* **Challenge**
Copy the records below word for word, starting at the line that contains "like [[42, 307]]." and ending at the line that contains "191], [134, 249]]", including both of those lines.

-- start Stored records --

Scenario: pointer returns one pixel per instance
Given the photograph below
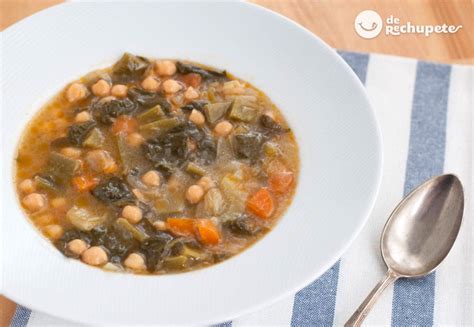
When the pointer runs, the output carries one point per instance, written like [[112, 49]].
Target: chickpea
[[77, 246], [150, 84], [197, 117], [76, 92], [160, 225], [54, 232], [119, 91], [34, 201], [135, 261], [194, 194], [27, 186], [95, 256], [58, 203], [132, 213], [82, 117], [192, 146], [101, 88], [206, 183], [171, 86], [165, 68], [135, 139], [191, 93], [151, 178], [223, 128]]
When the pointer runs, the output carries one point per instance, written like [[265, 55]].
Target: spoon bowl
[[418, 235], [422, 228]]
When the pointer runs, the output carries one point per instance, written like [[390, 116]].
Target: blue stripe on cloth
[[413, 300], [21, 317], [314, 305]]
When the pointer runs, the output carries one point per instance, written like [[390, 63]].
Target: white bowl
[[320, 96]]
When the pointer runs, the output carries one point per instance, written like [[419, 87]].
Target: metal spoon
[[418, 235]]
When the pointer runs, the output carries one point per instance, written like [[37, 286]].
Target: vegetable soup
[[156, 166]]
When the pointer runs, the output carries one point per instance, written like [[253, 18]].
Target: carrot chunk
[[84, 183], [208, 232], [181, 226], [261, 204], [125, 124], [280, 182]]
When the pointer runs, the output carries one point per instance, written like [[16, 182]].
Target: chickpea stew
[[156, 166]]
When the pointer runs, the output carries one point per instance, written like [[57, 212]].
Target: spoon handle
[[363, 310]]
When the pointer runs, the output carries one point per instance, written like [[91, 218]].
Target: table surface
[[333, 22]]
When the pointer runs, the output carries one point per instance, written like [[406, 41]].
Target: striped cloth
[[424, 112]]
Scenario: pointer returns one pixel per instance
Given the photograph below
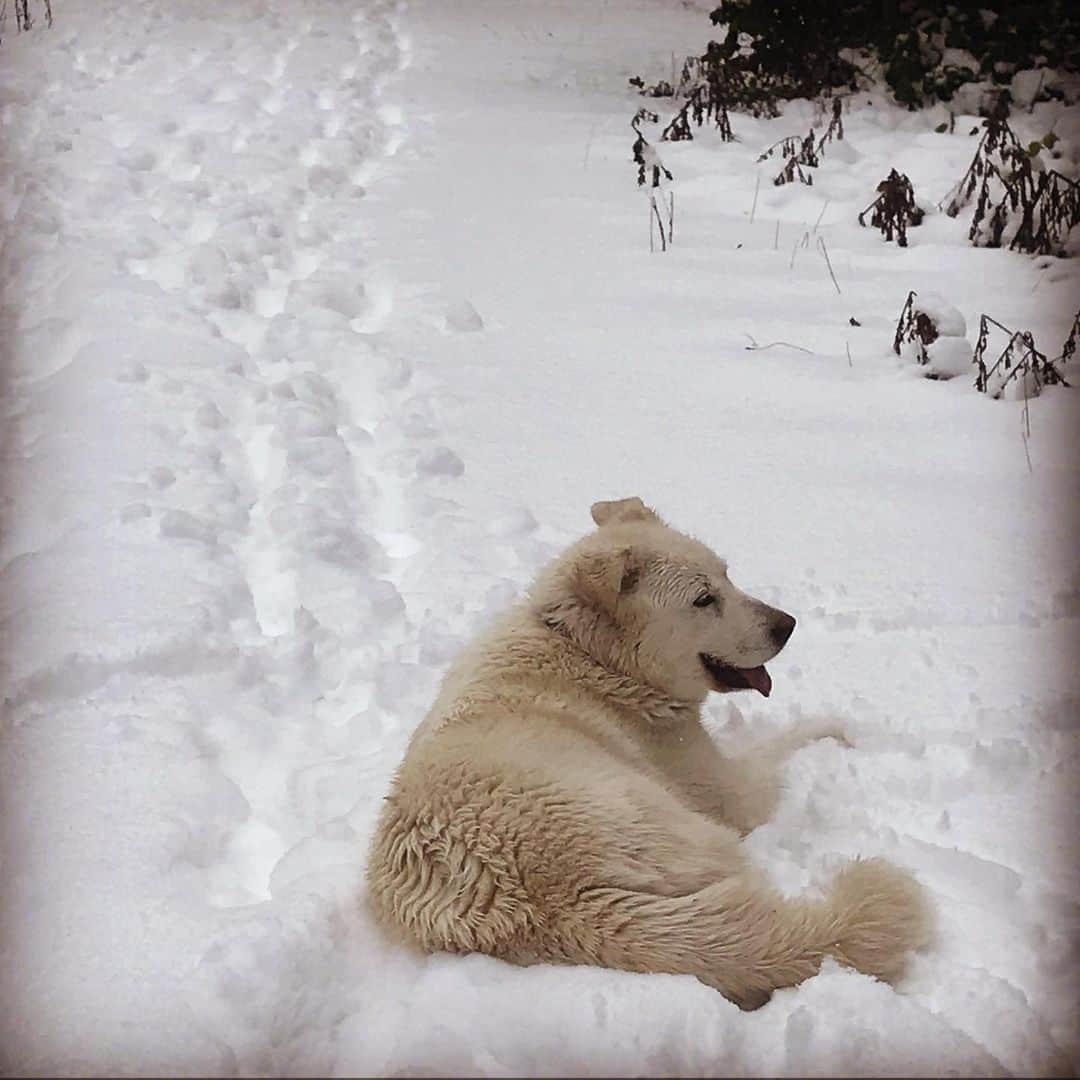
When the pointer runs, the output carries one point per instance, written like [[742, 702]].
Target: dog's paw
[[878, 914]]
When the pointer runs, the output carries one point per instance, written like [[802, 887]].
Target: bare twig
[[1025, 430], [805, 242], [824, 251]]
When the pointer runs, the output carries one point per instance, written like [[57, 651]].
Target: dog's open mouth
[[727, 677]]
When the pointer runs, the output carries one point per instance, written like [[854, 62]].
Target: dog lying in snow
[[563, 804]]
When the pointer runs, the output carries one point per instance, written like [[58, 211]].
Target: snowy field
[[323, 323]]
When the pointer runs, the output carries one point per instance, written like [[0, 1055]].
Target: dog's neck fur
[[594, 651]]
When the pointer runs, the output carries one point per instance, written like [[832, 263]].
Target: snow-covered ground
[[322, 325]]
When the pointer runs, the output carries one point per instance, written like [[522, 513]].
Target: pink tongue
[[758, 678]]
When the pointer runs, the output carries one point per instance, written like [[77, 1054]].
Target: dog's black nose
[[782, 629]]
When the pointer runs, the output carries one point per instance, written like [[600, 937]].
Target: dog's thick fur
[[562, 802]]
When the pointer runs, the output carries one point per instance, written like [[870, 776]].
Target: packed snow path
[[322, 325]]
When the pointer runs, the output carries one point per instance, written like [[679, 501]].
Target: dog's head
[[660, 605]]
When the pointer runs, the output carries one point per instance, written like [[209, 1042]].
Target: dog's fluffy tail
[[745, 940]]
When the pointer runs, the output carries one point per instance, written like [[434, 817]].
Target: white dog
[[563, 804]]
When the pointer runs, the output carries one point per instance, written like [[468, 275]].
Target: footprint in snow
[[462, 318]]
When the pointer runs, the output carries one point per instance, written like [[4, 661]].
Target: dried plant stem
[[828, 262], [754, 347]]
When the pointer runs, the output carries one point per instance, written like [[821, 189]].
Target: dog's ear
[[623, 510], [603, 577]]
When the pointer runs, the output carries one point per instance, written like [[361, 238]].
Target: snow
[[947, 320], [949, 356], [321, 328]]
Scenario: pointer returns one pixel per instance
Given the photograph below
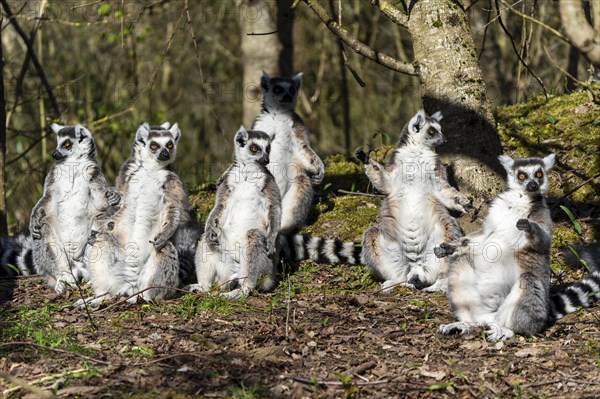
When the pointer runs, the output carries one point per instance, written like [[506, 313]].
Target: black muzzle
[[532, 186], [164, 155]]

-- end Stored records --
-- start Stored records --

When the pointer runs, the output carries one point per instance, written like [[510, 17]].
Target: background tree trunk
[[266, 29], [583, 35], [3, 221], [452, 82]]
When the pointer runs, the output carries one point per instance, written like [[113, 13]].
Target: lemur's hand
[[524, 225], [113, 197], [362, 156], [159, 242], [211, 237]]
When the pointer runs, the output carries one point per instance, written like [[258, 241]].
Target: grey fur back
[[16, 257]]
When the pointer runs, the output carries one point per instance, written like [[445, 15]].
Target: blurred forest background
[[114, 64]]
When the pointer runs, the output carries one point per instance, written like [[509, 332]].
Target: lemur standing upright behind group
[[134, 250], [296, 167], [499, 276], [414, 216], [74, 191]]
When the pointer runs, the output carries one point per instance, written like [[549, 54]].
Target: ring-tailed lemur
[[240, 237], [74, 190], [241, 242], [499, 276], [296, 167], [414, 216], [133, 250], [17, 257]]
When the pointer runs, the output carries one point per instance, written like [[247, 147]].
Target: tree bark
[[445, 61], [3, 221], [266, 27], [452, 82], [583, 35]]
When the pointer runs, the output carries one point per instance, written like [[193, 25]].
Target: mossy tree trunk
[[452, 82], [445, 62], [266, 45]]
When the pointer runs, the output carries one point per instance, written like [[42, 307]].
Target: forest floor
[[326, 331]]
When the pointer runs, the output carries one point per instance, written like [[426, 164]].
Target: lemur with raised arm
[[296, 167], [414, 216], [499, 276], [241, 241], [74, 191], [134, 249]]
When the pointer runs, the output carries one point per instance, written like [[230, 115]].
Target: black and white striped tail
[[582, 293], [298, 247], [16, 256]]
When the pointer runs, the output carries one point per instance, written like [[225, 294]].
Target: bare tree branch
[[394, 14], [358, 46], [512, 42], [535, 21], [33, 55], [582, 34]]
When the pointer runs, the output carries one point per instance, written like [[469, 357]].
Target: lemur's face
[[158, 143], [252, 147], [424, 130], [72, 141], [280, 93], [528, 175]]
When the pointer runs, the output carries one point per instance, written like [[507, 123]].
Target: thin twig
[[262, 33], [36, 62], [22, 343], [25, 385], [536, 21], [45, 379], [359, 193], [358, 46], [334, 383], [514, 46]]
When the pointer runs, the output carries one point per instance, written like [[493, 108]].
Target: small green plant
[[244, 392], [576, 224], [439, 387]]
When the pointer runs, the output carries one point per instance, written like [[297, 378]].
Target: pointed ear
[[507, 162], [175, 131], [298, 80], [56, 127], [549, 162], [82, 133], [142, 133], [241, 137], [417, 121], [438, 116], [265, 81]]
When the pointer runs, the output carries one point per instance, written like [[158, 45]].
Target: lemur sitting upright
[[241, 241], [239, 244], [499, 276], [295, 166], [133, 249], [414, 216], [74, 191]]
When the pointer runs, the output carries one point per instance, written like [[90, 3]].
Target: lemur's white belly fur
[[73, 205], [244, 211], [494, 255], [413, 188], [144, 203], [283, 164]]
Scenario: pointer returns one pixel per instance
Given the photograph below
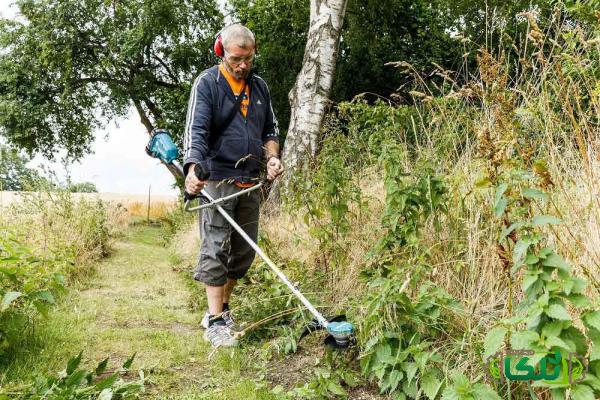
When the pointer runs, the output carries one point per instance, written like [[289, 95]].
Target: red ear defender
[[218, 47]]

-- end Stored records --

* **Output below**
When the pointer runs, the output carries one point per instance, written like [[42, 307]].
Target: forest floor
[[326, 331]]
When the pointer runs, the output carries one point per instance, written like [[426, 164]].
Target: lemur with raised arm
[[296, 167], [414, 216], [499, 276], [241, 241], [74, 191], [134, 249]]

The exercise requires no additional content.